◆ What is being asked:
When a line in the entries below contains "this", tally it; give the tally with nothing added.

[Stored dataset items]
○ ○ ○

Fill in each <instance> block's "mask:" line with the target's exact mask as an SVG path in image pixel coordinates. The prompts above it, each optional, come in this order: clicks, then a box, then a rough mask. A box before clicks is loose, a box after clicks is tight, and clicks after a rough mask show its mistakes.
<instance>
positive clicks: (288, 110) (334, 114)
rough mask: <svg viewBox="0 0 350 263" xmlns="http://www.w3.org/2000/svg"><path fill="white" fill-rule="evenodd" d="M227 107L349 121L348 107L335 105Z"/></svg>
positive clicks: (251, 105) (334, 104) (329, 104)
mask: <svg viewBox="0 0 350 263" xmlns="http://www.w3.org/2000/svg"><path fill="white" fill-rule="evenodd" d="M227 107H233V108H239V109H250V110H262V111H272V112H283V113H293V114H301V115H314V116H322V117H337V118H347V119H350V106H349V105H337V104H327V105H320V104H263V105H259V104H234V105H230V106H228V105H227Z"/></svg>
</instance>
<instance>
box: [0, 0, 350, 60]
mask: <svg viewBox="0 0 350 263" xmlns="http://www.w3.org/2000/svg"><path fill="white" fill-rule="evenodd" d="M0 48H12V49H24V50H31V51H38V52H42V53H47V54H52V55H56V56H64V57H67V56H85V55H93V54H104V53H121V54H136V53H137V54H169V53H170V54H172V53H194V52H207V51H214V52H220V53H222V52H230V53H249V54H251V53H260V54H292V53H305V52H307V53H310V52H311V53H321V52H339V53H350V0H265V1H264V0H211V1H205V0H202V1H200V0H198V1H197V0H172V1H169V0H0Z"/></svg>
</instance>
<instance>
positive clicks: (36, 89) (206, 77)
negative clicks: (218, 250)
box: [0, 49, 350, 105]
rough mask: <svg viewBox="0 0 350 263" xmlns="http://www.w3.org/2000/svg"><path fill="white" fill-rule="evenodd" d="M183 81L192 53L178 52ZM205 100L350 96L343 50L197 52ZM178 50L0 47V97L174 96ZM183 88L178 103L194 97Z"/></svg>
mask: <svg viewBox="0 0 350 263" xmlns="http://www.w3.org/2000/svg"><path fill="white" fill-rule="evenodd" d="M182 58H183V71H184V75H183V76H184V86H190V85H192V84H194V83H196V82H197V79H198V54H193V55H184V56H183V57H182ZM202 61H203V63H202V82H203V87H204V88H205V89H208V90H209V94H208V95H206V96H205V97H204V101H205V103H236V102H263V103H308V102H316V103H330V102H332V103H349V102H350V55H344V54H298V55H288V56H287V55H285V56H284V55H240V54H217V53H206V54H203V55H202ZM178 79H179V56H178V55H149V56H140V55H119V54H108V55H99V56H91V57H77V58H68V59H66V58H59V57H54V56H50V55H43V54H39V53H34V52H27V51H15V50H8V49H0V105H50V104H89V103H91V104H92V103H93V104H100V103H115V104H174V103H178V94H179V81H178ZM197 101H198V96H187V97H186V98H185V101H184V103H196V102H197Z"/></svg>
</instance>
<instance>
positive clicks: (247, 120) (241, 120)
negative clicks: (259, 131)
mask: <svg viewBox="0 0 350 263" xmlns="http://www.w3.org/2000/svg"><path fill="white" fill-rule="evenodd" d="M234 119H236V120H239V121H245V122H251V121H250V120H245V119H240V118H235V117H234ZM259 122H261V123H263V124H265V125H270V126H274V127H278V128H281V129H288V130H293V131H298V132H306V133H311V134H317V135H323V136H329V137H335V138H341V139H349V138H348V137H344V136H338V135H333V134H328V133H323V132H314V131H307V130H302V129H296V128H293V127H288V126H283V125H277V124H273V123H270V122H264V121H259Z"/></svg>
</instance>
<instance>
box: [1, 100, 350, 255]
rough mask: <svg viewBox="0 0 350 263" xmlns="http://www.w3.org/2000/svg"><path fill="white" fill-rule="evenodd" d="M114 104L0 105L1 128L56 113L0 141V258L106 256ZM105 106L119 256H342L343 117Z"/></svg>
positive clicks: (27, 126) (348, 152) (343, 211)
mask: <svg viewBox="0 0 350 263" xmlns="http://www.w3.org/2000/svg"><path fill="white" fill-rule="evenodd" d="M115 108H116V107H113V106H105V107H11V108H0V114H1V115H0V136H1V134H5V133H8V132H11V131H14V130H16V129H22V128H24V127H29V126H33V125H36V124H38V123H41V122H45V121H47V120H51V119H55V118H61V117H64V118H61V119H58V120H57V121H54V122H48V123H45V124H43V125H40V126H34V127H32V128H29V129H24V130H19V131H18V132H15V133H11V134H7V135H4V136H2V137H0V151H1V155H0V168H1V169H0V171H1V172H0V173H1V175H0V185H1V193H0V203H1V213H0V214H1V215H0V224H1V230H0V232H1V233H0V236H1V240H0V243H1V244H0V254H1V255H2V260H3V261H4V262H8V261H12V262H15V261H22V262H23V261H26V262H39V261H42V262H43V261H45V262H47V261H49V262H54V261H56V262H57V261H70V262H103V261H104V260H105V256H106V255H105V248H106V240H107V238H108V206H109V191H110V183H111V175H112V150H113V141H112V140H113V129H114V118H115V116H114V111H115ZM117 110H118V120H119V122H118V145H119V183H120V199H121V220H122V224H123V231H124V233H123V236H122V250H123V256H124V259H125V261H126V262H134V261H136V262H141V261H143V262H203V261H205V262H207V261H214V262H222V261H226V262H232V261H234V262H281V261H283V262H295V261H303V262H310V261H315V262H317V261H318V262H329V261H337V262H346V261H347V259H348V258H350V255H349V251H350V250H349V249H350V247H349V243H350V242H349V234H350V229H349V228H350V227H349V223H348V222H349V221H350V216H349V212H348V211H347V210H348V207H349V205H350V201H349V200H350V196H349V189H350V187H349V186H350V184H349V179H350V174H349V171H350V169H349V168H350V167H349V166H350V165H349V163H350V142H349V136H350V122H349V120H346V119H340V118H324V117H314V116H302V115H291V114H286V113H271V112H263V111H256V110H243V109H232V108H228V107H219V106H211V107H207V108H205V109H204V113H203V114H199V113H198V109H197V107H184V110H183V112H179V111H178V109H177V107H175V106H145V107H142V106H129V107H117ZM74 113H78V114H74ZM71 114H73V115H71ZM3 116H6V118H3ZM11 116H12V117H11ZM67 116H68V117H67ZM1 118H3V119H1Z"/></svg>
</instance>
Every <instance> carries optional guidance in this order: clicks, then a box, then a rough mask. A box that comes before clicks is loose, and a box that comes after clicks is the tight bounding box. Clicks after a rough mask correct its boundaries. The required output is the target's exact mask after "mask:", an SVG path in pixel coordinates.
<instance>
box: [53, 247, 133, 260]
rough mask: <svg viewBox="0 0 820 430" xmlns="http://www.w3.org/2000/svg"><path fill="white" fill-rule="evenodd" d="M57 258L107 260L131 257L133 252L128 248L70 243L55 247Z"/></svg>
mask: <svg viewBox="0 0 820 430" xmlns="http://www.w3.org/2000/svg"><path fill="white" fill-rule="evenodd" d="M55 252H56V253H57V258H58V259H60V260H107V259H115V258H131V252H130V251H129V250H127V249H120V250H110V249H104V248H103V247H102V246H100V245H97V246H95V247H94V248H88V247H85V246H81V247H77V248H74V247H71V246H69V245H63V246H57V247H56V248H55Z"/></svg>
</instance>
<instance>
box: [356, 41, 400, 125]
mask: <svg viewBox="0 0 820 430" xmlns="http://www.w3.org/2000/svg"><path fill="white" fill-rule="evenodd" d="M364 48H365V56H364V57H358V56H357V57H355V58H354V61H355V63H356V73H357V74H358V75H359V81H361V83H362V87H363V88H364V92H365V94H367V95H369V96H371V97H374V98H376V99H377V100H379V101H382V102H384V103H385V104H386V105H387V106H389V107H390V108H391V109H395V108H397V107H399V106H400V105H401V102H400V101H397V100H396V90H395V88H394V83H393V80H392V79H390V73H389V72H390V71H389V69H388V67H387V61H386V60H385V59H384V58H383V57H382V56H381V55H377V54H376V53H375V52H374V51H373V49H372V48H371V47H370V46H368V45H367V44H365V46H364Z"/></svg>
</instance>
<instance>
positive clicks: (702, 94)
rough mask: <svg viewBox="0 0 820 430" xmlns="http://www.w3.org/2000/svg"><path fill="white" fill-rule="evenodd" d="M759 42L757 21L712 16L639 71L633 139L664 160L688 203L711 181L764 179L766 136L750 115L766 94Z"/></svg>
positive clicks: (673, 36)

○ ○ ○

◆ Solution to the exercise:
2